**Short exercise 1**
In the thread about UTF-8 flag support in the Perl library, translate this sentence into Spanish: "If you write a string to a file, no magic flags are stored somewhere."
**Short exercise 2**
Write the next part of the thread about UTF-8 flag support in the Perl library, starting after its last sentence.

**Passage shown**
[PATCH] utf8 flag support on perl lib

Sat Jan 12 07:01:35 UTC 2008

Just an FYI for this thread, in the binary protocol we have reserved
some bytes for opaque flags. I think it would make a lot of sense if the
Perl client set a character string / binary string flag and used that to
do the right thing when retrieving the value.

Aaron

On Thu, 2008-01-10 at 19:55 +0100, Peter J. Holzer wrote:
> On 2008-01-10 20:03:13 +0300, Tomash Brechko wrote:
> > On Thu, Jan 10, 2008 at 17:29:42 +0100, Peter J. Holzer wrote:
> > > The same byte sequence, but not the same value. In C (on many systems)
> > > the single precision floating point number 3.1415927 and the integer
> > > 1078530011 have the same byte sequence (0xdb 0xf 0x49 0x40 on little
> > > endian systems), but they hardly have the same value.
> > 
> > OK, I've got your point, though it's more a question of a terminology.
> > 
> > Let me put it another way: my opinion is that C::M (and C::M::F)
> > itself should not save/restore UTF-8 flag.  Instead, it should work
> > the same way other Perl data streams work.  If you write a string to a
> > file, no magic flags are stored somewhere.  Instead, when you _read_
> > it back you say, "alright, please set an UTF-8 flag on the data if it
> > looks like UTF-8 string".
> 
> Nope. When you read a file, you specify the encoding the file should be
> in. For all the encodings except raw, the stream is then actually
> decoded and a converted to perl character strings: If the file doesn't
> match the specified encoding, an exception thrown, there is no "if it
> looks like" involved, and the utf8 flag is always set.

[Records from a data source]

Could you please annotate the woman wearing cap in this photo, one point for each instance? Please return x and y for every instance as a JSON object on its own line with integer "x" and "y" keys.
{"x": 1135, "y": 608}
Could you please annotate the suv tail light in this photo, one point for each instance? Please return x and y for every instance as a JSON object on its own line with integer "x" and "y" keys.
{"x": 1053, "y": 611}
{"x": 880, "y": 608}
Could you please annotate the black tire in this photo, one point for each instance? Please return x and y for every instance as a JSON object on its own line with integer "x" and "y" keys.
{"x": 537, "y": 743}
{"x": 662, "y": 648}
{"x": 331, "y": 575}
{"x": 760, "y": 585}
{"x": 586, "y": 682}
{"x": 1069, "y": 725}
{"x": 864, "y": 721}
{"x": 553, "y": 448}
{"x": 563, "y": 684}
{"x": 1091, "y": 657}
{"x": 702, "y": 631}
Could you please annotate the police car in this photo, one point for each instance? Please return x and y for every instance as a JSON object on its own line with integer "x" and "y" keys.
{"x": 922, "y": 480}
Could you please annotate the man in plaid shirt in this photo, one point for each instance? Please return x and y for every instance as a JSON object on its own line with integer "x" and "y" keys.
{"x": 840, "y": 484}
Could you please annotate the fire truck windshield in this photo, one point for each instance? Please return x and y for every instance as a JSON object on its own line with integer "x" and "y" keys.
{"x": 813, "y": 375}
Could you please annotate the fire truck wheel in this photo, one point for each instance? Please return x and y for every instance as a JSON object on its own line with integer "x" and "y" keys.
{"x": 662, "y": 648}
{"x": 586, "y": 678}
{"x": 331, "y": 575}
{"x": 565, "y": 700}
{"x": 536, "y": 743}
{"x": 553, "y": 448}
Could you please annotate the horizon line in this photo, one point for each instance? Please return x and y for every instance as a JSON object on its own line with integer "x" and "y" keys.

**Final result 1**
Si escribes una cadena en un archivo, no se almacena ningún indicador mágico en ninguna parte.

**Final result 2**
> 
> (Perl is more forgiving on output: If the current character cannot be
> represented in the output encoding, the I/O layer substitutes it instead
> of throwing an exception)
> 
> 
> > DBI works the same way (yes, DBD backends
> > actually, thanks for pointing that, but this doesn't make much
> > difference).
> 
> I hope not. DBD::Oracle converts from and to perl character strings if
> the local character set (in NLS_LANG) is some variation of UTF-8.
> Otherwise it converts from and to the local character set and expects
> and delivers byte strings.  No guessing involved. I think DBD::mysql has
> some flag to control character vs. byte strings, but I haven't used that
> lately. (We are talking only about varchar and clob types here - of
> course a blob must never be converted)
> 
> 
> > Actually, it's possible to store this flag in memcached, and _when
> > asked_ to set UTF-8 back, no string scan would be necessary to see if
> > the string is really in UTF-8. 
> 
> I really think that:
> 
>  my $var = "some arbitrary string";
>  $memcached->set("key", $var);
>  my $var2 = $memcached->get("key");
>  is($var, $var2);
> 
> should always succeed. That can be done by always encoding and decoding
> it or by storing the flag and always honoring it if it is present.
> 
> > However, I think such optimization is
> > not worth the risk of missing some UTF-8 data that was uploaded though
> > some other memcached client that doesn't set any special flag, or of
> > setting UTF-8 flag on the string that was messed with append/prepend.
> 
> Right. Requiring the programmer to do something special is prone to
> errors. C::M should handle all perl data types transparently.
> 
> Of course if you have different clients accessing the data you need to
> specify the exact format anyway - A python client probably can't decode
> Perl's Storable format.
> 
> Append/prepend may be a problem. But that can be left to the
> application - appending a byte string to a character string is a type
> error, just like adding a length to an area is - perl lets you get away
> with both, but the result won't be sensible.
> 
> > You correctly pointed that this flag is part of Perl's internals, so
> > it's better not to set it without additional precautions.
> 
> I think there are two layers:
> 
> 1) Perl knows two types of strings: Byte strings and character strings.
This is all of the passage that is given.